The Wrong Stuff: The Extraordinary Saga of Randy "Duke" Cunningham, the Most Corrupt Congressman Ever Caught
. By Marcus Stern, Jerry Kammer, Dean Calbreath, George E. Condon Jr. PublicAffairs, 2007.
First, let me do the full disclosures: George Condon is a member of the board of NPF and a former chairman. NPF for years has administered a trust that awards a stipend honoring Marc Stern’s father, Larry Stern, to a journalist from the United Kingdom selected to work at The Washington Post. Condon, Stern and Jerry Kammer have spoken to journalists attending NPF seminars. From1984-1989 I was an assistant city editor at the San Diego Union, owned by Copley newspapers. In 2006 the staffs of San Diego Union-Tribune and Copley News Service won the Pulitzer Prize for National Reporting. The award highlighted “notable work” by Marcus Stern and Jerry Kammer. The award was “for their disclosure of bribe-taking that sent former Rep. Randy Cunningham to prison in disgrace.”

SOURCE MATERIAL -

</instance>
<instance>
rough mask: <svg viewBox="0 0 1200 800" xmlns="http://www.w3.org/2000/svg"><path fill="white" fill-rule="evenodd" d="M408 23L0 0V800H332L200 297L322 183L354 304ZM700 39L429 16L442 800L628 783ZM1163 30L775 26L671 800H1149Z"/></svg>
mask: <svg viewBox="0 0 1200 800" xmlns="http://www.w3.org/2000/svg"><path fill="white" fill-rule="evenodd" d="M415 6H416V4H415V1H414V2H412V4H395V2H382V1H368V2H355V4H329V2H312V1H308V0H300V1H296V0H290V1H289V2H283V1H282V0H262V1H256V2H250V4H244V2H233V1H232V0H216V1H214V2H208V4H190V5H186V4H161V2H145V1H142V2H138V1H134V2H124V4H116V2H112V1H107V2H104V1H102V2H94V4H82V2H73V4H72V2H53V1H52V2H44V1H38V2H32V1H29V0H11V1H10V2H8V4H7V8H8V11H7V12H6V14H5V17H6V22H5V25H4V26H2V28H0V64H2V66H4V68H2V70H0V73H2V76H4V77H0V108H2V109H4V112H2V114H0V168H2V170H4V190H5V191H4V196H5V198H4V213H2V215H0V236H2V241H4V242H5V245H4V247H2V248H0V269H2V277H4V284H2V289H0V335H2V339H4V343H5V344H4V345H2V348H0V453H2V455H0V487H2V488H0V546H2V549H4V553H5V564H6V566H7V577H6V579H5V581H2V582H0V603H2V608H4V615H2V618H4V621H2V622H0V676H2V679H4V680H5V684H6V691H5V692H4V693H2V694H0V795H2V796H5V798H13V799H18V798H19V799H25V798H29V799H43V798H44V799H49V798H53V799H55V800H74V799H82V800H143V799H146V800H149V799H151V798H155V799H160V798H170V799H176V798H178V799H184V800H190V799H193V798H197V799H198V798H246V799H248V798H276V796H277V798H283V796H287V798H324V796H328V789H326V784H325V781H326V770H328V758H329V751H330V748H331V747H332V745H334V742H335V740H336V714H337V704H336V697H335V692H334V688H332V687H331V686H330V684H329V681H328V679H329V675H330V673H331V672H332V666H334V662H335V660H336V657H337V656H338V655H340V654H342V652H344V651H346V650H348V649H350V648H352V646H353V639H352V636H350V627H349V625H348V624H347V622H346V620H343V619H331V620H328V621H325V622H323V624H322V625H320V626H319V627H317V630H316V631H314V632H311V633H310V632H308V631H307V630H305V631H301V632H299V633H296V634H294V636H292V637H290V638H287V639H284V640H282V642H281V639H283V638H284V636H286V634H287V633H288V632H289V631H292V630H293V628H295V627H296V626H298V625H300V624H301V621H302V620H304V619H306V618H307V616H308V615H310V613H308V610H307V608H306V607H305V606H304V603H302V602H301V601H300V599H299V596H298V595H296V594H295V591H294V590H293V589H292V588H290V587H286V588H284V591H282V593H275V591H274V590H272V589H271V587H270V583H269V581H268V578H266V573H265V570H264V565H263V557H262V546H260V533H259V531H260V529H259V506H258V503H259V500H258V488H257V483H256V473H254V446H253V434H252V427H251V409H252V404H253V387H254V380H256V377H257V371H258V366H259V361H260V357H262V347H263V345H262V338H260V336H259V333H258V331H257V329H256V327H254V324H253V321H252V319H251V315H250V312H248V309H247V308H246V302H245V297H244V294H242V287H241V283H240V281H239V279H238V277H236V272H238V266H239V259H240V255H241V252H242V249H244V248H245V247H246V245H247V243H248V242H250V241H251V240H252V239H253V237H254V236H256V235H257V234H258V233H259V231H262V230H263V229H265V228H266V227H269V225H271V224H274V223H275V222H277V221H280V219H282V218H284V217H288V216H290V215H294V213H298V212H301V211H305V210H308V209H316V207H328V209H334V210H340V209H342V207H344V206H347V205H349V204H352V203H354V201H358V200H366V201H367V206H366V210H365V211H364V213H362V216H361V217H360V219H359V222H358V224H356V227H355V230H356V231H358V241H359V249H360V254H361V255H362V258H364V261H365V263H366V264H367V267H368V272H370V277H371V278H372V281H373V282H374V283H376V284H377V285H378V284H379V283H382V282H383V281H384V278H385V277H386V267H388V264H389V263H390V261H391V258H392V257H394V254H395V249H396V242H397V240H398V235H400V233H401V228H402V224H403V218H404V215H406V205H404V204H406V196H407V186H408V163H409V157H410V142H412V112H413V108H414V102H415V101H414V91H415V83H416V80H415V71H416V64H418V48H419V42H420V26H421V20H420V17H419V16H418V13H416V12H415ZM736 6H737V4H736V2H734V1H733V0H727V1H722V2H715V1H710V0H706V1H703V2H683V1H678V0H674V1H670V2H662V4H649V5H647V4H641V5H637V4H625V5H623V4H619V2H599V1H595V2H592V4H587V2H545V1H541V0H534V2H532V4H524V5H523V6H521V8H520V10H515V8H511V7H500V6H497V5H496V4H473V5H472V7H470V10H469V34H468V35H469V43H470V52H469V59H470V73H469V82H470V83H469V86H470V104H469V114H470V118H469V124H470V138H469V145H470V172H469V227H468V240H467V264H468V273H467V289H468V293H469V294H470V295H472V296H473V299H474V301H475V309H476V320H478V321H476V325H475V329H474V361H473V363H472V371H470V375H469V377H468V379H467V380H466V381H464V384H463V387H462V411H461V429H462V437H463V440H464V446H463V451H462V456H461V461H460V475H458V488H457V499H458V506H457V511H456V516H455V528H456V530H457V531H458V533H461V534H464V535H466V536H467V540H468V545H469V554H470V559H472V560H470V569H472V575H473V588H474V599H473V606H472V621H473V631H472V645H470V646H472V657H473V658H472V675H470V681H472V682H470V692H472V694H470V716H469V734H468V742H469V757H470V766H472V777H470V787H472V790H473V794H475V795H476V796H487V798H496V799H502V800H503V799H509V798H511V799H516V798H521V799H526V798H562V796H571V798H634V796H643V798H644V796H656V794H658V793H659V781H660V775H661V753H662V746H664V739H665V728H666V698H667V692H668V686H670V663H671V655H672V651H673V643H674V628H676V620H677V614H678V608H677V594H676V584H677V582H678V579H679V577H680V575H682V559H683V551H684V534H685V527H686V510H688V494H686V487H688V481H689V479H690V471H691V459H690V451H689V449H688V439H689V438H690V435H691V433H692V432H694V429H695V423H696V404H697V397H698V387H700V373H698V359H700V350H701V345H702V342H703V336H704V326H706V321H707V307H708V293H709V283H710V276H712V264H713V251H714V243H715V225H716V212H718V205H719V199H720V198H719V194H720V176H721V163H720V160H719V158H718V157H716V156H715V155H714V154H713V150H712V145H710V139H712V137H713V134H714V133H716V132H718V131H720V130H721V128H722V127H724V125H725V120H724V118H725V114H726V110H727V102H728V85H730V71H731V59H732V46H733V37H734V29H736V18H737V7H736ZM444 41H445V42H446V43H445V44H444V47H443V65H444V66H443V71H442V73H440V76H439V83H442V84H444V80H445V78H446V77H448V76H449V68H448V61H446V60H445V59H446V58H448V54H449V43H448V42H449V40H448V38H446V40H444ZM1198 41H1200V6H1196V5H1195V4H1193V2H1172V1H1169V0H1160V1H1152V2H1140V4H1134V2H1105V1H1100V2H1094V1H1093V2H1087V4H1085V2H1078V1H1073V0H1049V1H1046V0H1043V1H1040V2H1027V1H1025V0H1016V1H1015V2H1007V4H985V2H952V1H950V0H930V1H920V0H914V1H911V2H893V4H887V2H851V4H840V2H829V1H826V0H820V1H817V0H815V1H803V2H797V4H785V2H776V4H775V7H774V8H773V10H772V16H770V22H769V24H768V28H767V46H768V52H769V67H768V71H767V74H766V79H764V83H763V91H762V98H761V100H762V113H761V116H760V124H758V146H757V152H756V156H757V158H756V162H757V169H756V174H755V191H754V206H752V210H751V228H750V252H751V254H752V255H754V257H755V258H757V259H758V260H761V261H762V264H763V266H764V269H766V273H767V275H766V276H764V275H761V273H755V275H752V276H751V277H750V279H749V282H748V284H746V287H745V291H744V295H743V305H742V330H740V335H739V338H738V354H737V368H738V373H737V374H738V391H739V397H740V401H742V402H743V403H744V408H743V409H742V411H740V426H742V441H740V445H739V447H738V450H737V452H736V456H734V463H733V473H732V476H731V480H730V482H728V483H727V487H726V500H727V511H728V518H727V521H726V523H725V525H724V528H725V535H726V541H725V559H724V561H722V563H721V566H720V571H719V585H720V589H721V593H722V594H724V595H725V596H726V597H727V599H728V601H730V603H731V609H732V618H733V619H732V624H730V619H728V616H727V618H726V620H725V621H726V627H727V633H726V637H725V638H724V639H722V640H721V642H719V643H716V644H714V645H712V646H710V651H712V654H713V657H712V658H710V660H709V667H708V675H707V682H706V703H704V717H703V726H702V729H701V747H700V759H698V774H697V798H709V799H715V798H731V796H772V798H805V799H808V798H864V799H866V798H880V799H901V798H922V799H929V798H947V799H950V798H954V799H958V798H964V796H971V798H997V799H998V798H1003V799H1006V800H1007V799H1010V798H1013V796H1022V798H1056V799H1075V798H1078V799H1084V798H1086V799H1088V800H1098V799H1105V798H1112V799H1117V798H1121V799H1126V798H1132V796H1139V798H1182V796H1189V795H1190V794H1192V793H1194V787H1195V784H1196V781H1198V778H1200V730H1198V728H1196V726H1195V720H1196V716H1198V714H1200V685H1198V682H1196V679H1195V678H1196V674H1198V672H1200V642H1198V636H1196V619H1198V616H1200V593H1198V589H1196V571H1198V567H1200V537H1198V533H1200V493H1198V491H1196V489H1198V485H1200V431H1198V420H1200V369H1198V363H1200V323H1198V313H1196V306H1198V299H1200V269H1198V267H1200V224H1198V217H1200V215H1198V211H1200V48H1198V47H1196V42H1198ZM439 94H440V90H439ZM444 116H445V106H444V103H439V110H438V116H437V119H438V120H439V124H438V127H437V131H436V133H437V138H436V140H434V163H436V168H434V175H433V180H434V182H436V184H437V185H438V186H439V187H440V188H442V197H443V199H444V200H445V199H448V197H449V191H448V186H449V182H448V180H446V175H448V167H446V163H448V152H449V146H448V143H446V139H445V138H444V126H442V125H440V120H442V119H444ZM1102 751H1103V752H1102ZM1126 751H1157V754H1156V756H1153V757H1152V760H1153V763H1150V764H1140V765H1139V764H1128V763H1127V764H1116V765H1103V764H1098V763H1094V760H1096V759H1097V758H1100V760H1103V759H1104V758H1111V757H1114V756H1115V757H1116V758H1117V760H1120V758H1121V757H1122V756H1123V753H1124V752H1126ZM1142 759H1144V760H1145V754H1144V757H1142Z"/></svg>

PROBLEMS TO WORK ON -
A - In the piece on The Wrong Stuff, change the stretch from "The Wrong Stuff: The" through "Jr. PublicAffairs, 2007." so that "Congressman" becomes "Representative".
B - Write what comes next in the piece on The Wrong Stuff, starting after its final sentence.

ANSWERS BY ITEM NUMBER -
A -
The Wrong Stuff: The Extraordinary Saga of Randy "Duke" Cunningham, the Most Corrupt Representative Ever Caught
. By Marcus Stern, Jerry Kammer, Dean Calbreath, George E. Condon Jr. PublicAffairs, 2007.

B -
Now that that’s out of the way, let me tell you that this is a terrific book – especially for people who believe in the importance of clean civic government and journalism’s watchdog functions. You probably know the story – Navy war hero Randy Cunningham goes to Congress, becomes corrupt, takes money because he can take it, gets indicted, goes to prison.
What may not be as clear is the role that pure covering-your-beat journalism played in unraveling this tawdry saga – an acknowledgement made by the U.S. Attorney after the guilty plea. No reporters, no public knowledge, starting with Marc Stern, as a member of the Copley News Service’s Washington Bureau doing due diligence on a member of the San Diego Congressional delegation.

As George Condon said at a discussion at the NPF offices on June 28, “This is a story a national newspaper wouldn’t have found – because they cover the policy decisions and votes of Congressmen, not their small details.”
Whoa! What’s this? A Congressman buying a house that expensive? And selling his old house to a … corporation in Washington? And the old house remains unsold for how long in the hottest real estate market in the country until it is sold at a loss how big …?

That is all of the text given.